● **THE EXERCISE**: Gather every line of the records below that contains the word "blue", and copy each one in full.

---------- AVAILABLE DATA ----------

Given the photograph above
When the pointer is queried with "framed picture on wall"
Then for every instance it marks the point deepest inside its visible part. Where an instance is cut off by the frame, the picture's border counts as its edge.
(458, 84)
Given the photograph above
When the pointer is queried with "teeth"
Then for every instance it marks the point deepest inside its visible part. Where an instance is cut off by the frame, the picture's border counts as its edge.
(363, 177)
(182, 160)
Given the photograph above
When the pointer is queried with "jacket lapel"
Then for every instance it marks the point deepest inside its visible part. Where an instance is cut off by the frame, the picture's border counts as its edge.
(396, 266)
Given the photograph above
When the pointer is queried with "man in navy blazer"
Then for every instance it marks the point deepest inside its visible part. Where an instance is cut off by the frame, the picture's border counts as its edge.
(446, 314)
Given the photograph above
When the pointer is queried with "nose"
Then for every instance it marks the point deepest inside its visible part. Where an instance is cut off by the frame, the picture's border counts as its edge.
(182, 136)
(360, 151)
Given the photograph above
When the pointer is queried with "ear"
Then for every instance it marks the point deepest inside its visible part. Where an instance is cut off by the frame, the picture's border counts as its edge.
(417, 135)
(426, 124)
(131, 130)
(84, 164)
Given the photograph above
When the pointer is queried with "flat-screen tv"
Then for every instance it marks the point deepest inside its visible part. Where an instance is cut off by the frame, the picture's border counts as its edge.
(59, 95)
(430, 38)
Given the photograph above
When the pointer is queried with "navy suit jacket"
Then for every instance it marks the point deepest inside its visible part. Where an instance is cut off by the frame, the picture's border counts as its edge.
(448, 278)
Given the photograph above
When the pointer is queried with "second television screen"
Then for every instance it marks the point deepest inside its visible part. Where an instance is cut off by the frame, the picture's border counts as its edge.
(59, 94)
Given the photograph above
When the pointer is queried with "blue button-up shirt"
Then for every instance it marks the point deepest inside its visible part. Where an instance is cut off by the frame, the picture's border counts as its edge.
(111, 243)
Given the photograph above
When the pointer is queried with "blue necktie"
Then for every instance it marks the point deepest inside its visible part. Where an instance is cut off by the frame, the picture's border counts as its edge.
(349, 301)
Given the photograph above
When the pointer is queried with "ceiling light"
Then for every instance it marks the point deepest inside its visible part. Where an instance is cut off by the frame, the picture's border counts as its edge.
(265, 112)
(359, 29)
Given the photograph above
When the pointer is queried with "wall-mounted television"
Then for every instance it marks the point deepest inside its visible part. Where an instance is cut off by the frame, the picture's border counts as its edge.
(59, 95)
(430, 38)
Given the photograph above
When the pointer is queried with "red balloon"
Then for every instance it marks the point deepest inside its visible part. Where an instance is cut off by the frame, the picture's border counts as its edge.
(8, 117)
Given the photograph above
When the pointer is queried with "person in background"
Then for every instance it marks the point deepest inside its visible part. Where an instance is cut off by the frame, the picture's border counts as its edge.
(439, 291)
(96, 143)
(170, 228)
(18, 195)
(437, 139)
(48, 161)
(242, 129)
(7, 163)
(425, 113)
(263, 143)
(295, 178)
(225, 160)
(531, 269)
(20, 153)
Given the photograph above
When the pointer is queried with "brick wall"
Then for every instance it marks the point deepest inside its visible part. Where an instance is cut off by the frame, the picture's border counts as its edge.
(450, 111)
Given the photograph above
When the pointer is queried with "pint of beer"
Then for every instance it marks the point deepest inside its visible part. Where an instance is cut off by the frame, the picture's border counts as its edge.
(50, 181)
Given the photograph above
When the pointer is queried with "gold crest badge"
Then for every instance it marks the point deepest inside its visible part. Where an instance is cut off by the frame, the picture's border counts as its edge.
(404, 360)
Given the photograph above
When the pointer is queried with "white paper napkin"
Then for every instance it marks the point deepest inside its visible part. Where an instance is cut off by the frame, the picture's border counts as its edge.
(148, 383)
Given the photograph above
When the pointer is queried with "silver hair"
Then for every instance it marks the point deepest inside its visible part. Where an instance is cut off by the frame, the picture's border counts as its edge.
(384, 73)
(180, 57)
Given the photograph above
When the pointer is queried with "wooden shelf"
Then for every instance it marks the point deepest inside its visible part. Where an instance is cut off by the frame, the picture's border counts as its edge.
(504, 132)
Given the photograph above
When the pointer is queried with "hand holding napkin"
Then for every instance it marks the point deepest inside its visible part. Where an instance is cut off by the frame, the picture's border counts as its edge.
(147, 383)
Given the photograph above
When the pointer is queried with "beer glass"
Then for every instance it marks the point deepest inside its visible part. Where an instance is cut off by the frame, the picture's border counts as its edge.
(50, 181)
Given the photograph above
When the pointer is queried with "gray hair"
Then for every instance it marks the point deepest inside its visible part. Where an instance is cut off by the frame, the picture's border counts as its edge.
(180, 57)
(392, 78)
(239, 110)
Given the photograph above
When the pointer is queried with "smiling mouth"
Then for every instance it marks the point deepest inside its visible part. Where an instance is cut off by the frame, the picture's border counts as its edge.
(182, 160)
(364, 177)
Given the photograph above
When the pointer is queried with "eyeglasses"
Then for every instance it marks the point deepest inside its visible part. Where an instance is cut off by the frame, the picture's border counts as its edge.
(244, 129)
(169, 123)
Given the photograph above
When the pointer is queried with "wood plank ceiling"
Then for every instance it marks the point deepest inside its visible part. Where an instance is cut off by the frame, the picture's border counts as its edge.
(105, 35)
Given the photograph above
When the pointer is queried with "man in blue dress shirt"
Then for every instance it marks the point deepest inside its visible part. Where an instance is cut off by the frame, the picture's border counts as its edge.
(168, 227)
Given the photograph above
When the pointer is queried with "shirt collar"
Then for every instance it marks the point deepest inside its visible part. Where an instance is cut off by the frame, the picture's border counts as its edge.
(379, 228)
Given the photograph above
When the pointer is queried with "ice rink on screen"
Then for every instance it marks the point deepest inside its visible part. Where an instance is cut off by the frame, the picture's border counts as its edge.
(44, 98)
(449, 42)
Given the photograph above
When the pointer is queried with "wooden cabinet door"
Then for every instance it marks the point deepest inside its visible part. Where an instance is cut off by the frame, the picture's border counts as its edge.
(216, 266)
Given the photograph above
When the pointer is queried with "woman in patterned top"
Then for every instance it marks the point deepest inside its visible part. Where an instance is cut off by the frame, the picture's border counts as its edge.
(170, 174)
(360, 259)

----------

● **WORKED ANSWER**:
When the pointer is queried with "blue button-up shirt"
When the pointer is queried with "blue necktie"
When the pointer is queried with "man in blue dress shirt"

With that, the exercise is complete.